Today, everyone should do their part to conserve our environment. We only have one planet earth, and the efforts we make now and in the future could preserve it for generations to come. That has you thinking about your sailboat. When you set sail, are you hurting the planet?
While sailboats aren’t as damaging on the environment as boats that exclusively rely on a motor, sailing can still affect our wildlife and the quality of the water itself. For example, areas where boats congregate have more sediment and algae.
If you’re interested in making more eco-conscious sailing decisions going forward, this is the article for you. We’ll discuss more about the environmental damage you could be unknowingly doing each time you ride your sailboat as well as how to prevent future hurt to our planet.
Let’s get started.
How Is Sailing Bad for the Environment?
Now that we’ve established that sailing can be detrimental to the environment, we wanted to elaborate more on the points we touched on in the intro. We also should take a moment to say that sailboats are not the only damaging vessel out there; far from it. There are plenty more boats that put the longevity of our planet at risk each time you go out on the water.
Just because sailboats aren’t the worst offender doesn’t mean you’re guiltless in all this. Here are some areas in which your boating contributes to the downward spiral of our planet.
Pollution from Your Engine
Modern sailboats come equipped with an engine you can rely on if your sails ever fail. There’s also the issue that some marinas ban sailing, so to get in these areas, your boat would need a motor.
Surely, you’ve heard of the term carbon footprint. It’s used most often in relation to cars. These vehicles release carbon dioxide, typically at a rate of 4.6 metric tons annually according to data from the Environmental Protection Agency (EPA).
Car emissions could be even more than that if your vehicle travels more than 11,500 miles a year and has a fuel economy that exceeds 22.0 miles per gallon (MPG). Already, when you burn a gallon of gas, you’re generating carbon dioxide at a rate of 8,887 grams. A decrease in fuel economy could create even more CO2.
Those are cars. Considering boats are often larger than the average vehicle, you can only imagine the amount of emissions being released to make carbon dioxide. Since carbon dioxide is a leading greenhouse gas, it could be one that has increased the earth’s temperature gradually, also known as global warming.

[EXERCISE] Pick up the article on sailing's environmental impact after its last sentence and carry it forward.

[DATASET EXTRACT]
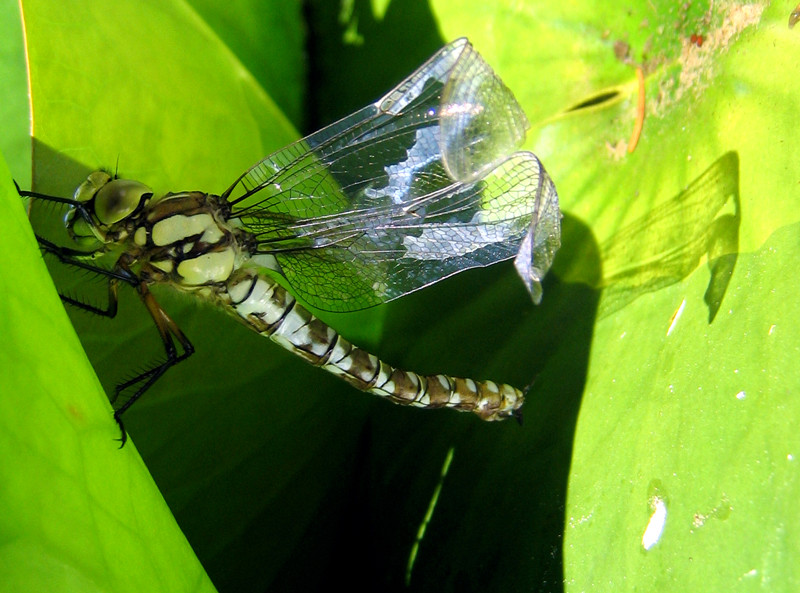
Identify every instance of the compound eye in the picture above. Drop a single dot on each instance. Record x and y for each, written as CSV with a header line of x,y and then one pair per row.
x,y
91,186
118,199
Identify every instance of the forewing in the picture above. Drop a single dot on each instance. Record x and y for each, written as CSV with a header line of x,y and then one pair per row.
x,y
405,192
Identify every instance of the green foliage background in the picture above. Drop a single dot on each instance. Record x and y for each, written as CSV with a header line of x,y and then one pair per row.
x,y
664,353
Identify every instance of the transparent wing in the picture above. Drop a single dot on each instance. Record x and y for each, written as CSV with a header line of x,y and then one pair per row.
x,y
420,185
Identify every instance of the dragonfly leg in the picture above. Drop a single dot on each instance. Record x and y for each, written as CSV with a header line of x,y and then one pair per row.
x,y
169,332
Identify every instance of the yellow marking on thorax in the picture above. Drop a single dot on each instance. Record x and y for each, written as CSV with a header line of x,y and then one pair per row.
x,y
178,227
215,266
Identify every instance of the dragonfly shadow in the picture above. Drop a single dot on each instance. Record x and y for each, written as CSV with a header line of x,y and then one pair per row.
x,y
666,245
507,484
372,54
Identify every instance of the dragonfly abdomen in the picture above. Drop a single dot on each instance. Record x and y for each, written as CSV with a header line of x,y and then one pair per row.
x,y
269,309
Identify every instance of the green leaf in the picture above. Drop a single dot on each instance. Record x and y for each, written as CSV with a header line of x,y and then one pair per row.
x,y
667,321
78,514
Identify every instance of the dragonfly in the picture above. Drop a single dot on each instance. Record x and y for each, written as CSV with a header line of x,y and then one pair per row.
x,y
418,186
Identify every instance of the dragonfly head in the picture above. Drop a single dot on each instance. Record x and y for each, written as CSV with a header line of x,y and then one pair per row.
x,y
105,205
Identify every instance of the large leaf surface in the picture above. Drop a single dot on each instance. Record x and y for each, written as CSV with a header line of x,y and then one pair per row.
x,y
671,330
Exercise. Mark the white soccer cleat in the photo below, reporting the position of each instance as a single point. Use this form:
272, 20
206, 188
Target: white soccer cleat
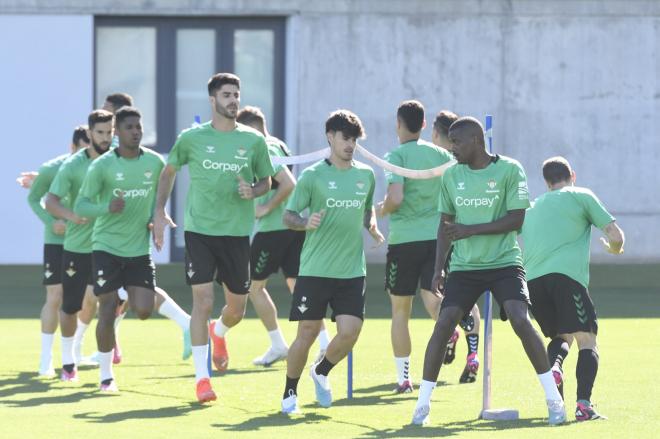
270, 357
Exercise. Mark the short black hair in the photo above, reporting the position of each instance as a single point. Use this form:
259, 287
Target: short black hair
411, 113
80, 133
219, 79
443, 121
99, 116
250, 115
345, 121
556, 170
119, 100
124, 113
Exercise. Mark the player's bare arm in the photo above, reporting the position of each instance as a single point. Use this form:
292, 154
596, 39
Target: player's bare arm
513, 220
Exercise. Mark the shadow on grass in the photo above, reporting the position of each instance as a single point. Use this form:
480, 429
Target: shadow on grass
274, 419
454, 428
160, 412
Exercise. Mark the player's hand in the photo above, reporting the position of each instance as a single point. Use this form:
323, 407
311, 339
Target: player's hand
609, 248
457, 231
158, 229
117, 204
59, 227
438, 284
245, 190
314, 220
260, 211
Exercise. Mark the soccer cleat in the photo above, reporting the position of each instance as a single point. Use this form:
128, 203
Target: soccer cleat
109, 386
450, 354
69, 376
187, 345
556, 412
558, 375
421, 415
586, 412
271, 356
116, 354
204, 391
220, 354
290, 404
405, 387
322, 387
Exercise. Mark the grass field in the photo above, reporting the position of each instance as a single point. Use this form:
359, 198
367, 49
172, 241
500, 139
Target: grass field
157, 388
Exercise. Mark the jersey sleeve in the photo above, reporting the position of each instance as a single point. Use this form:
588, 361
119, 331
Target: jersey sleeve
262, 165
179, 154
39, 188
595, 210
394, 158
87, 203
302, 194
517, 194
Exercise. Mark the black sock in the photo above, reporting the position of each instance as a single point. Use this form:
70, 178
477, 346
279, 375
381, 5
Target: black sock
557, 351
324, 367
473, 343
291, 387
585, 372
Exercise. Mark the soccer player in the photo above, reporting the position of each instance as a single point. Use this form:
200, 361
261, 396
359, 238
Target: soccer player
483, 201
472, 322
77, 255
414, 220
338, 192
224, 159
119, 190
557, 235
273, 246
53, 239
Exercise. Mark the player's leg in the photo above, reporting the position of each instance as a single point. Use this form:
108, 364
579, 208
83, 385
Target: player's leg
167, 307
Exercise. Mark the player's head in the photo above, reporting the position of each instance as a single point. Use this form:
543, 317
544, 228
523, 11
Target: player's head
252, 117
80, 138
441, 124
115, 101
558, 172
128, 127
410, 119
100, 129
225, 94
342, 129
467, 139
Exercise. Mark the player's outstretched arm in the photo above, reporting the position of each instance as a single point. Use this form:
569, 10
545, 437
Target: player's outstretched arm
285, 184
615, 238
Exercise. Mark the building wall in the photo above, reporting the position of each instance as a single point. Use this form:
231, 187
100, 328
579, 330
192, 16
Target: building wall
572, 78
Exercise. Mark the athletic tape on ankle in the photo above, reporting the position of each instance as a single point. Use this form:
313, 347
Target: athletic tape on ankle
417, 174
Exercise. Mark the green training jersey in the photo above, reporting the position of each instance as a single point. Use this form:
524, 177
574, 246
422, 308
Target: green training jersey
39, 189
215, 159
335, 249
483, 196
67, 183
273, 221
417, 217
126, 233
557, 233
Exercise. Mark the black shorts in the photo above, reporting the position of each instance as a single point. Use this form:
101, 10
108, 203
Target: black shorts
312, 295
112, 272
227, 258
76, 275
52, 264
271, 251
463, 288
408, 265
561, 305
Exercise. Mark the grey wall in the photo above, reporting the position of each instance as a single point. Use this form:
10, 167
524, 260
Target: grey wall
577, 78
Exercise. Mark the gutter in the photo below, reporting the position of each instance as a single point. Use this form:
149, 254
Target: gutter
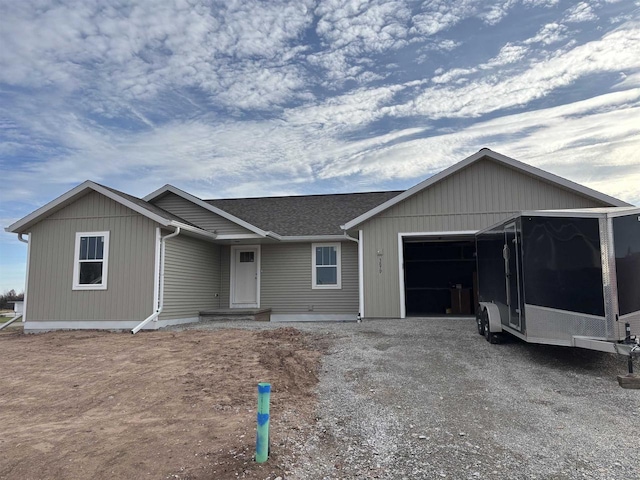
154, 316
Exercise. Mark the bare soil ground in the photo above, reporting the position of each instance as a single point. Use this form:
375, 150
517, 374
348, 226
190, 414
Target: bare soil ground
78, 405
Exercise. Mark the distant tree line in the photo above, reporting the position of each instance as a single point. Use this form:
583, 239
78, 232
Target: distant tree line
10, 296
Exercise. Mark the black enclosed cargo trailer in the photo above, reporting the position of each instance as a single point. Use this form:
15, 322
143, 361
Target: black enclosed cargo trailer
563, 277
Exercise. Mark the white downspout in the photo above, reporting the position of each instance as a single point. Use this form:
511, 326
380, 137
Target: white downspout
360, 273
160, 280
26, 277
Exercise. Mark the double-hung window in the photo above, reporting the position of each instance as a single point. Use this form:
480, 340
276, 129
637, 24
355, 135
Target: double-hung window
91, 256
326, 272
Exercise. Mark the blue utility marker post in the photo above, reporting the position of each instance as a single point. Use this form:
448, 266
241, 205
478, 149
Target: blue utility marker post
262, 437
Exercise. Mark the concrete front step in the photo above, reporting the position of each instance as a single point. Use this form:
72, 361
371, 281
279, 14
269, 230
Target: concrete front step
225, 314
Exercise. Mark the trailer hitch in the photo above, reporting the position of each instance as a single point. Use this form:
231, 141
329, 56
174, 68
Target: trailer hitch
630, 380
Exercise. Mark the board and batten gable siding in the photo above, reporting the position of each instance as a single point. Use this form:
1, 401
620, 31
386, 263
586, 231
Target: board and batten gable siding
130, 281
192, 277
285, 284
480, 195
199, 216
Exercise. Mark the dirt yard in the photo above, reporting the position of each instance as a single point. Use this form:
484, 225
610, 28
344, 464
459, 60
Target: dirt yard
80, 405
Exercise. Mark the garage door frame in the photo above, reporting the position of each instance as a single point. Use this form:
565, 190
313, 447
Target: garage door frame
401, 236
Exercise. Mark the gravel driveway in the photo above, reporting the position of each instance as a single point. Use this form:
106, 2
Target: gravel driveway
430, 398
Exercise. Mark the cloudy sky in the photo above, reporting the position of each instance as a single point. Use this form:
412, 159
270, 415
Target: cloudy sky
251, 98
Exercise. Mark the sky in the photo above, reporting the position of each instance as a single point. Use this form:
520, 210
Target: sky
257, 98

---

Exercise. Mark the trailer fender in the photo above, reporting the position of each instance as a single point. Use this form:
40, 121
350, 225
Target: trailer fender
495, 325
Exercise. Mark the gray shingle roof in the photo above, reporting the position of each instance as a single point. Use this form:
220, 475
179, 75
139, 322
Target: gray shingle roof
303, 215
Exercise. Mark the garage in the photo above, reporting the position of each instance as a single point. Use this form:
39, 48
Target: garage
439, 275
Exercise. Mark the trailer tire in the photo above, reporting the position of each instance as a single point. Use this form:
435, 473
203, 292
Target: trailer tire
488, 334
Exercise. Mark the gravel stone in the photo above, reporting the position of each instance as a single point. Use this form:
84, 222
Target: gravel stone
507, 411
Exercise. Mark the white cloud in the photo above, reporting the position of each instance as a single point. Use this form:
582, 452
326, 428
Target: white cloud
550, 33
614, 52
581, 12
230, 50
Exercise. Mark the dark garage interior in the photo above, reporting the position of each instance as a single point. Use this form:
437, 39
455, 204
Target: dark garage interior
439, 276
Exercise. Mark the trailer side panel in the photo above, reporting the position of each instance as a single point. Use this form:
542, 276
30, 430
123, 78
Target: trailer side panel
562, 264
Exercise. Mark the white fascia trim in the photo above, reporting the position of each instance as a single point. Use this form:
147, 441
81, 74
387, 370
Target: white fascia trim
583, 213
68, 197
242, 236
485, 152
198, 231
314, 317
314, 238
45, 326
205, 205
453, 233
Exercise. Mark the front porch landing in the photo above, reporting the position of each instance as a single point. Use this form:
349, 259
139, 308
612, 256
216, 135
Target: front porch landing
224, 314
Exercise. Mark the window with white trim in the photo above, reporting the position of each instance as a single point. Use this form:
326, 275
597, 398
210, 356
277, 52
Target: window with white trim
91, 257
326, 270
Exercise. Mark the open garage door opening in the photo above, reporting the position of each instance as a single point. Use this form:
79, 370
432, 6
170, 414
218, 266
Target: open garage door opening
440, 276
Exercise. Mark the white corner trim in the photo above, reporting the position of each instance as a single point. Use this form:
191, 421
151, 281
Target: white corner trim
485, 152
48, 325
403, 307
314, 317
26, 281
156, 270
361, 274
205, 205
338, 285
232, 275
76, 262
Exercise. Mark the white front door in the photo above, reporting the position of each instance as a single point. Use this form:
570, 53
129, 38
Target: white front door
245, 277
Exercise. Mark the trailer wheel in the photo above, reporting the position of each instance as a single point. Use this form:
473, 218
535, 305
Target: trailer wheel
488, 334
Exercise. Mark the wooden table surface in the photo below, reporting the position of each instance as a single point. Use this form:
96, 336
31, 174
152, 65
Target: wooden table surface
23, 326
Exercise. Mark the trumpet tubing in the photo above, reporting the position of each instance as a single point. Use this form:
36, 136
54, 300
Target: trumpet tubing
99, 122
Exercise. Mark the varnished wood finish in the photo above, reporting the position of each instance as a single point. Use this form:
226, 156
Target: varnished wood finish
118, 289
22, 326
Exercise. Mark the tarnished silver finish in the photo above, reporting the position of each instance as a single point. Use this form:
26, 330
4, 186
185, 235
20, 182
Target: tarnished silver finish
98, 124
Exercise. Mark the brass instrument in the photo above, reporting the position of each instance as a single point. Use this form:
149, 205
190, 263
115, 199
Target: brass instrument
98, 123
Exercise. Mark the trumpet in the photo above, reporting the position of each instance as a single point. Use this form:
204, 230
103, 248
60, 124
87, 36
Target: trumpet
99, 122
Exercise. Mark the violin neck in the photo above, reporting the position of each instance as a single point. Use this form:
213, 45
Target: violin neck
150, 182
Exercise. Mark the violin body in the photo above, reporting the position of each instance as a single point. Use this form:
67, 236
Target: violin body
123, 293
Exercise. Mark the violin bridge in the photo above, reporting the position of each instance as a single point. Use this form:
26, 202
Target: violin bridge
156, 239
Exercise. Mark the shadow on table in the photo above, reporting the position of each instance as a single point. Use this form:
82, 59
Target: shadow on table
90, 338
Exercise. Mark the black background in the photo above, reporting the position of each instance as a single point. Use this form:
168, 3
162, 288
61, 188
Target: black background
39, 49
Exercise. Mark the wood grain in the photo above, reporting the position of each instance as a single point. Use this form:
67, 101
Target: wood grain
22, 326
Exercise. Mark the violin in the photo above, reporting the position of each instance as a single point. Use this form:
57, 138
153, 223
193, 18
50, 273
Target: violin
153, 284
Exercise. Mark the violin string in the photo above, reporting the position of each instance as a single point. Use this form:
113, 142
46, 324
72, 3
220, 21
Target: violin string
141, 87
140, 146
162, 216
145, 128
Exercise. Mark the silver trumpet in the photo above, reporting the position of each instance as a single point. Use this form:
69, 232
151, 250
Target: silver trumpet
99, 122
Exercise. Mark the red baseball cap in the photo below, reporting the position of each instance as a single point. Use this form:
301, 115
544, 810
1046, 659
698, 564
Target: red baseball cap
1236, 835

[ANSWER TO THIS PROBLEM]
Okay, so how bad is it for boats? According to the Sierra Club, British transatlantic ocean liner Queen Mary 2 has a fuel efficiency of 20.5 MPG when it’s going at its fastest speed. That’s for each passenger, by the way. If you had even eight passengers onboard, that’s a fuel efficiency of 164 MPG, which is considerably less…well, efficient.
While sailboats may run their engines less often than other boats (unless in certain marinas), any engine use contributes further to the production of CO2. Still, boats are a better, more eco-friendly option than traveling by plane. The same Sierra Club article mentions a Boeing 737 Max8 has a fuel efficiency of 110 MPG for each passenger. Now, with eight people onboard, that’d be 880 MPG, which is even less efficient than the Queen Mary 2. Despite that, don’t be fooled. Boats are contributing to our environmental problems, maybe just not quite as much.
Death and Damage to Wildlife
If you’re an animal lover, then you might want to rethink the waterways and bodies of water you use to sail. Just take a look at this piece on manatees in Florida from an organization called Defenders of Wildlife, as it paints a harrowing picture.
Manatees are marine mammals, with the most common living species today the West African manatee, the West Indian manatee, and the Amazonian manatee. Frequently found in Florida, the cute animal also affectionally referred to as the sea cow lives in coastal waters, canals, estuaries, bays, and shallow rivers throughout the Sunshine State.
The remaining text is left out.